What you are asked to do:
Repeat, exactly and in full, the lines of the listing below, but without any pictures.

Record set:
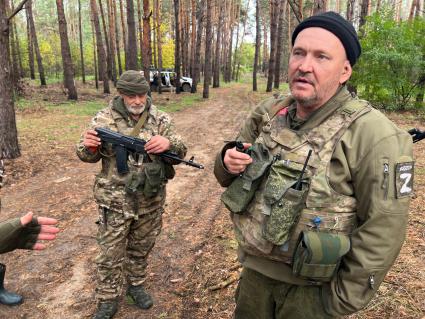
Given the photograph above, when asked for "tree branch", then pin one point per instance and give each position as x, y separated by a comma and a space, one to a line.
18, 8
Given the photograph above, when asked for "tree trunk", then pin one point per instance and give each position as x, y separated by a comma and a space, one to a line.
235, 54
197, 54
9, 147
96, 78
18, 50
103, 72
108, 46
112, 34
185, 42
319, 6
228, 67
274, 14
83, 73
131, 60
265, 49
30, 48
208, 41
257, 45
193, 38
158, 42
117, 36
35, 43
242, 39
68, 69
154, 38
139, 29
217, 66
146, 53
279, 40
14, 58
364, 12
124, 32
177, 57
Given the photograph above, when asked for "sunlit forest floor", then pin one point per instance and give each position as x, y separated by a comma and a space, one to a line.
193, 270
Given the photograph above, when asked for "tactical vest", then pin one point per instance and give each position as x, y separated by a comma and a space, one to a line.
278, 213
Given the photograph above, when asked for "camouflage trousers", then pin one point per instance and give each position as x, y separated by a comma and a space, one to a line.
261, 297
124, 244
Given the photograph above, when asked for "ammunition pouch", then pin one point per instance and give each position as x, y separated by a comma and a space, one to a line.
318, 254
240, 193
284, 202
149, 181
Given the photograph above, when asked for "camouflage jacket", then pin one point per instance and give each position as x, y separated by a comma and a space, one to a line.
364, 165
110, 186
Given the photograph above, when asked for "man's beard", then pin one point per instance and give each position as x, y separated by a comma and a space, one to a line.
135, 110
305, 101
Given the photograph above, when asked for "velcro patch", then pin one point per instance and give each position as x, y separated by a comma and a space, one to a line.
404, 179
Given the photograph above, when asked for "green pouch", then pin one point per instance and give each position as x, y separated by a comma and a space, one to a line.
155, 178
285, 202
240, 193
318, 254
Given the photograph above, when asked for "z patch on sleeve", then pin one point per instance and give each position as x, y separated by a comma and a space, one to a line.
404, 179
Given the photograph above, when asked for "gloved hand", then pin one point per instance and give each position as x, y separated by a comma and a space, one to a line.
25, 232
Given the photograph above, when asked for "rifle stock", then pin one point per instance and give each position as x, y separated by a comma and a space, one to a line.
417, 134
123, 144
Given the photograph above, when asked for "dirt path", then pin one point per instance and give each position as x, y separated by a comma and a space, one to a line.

Solution to this exercise:
Given the photograph above, when asked for "tree branch", then pin one point per instance and give each position as x, y separated by a comma and a space, one to a line.
18, 8
Given the photograph above, when asked for "tree trunk", then pin one point per instance and give each position as x, y separated by a comma and a space, one to a line.
235, 54
197, 54
9, 147
96, 78
18, 50
103, 72
108, 46
112, 34
185, 42
319, 6
228, 67
274, 14
83, 73
131, 60
265, 49
30, 48
208, 41
257, 45
193, 38
158, 42
117, 36
35, 43
242, 39
68, 69
154, 38
139, 29
217, 66
146, 53
279, 40
14, 58
364, 12
124, 32
177, 57
Given the photograph above, when asked for "sunlit forest floor", then pin one point per instance and give each position as x, y separated by a comma and a space, one to a line.
193, 270
Given the photograph above, when asked for "tactical vest", then pin one point per instance and give each position as x, y separated by a comma and a space, one to a line.
278, 213
Given the photograph above, when asked for "camouflage trousers", then pin one point per instance and give each position as x, y separated by a comma and a space, one to a line.
261, 297
124, 244
Given the photograph above, when asked for "ammunition pouch", then pin one point per instance and give each position as x, y separated by a comma and a space, one to a line.
318, 254
240, 193
284, 202
149, 181
Given the photograph above, when asked for "camouflage jacket", then pin one point per instance and give each position as x, y separated by a comma and a space, one to a line.
364, 165
110, 186
Given the photograph above, when asked for "man's beard", then pin one point per instance and give each position as x, y separated by a comma and a space, one to a line.
135, 110
305, 101
Given the photograph above, when asked for "velcro patch", then pin one point per instance and give each position as x, y separated by a comma and a space, one to a line.
404, 179
Given the photograph above, when asked for "green pouch", then pin one point per instance and give each position as x, y separated by a comma and a space, one to a line.
155, 178
285, 202
240, 193
318, 254
Given the photograph above, when asked for "z patch on sleeve", then pin one point per instance and give each position as x, y separated by a comma and a space, one to a line.
404, 179
Given the photograph above, when asked for "gloved hand", then pin one point per instance and give each position as x, y separated by a comma and a space, one to a line.
25, 232
Given the photograph above, when asked for "rifle stock", then pin one point per instance and give each position as x, y separated by a comma and a space, one to a line.
417, 134
123, 144
Given the photograph above, when asked for "dirt path", then pin one point per instance and give each position as x, y separated by a comma and a space, one to a line.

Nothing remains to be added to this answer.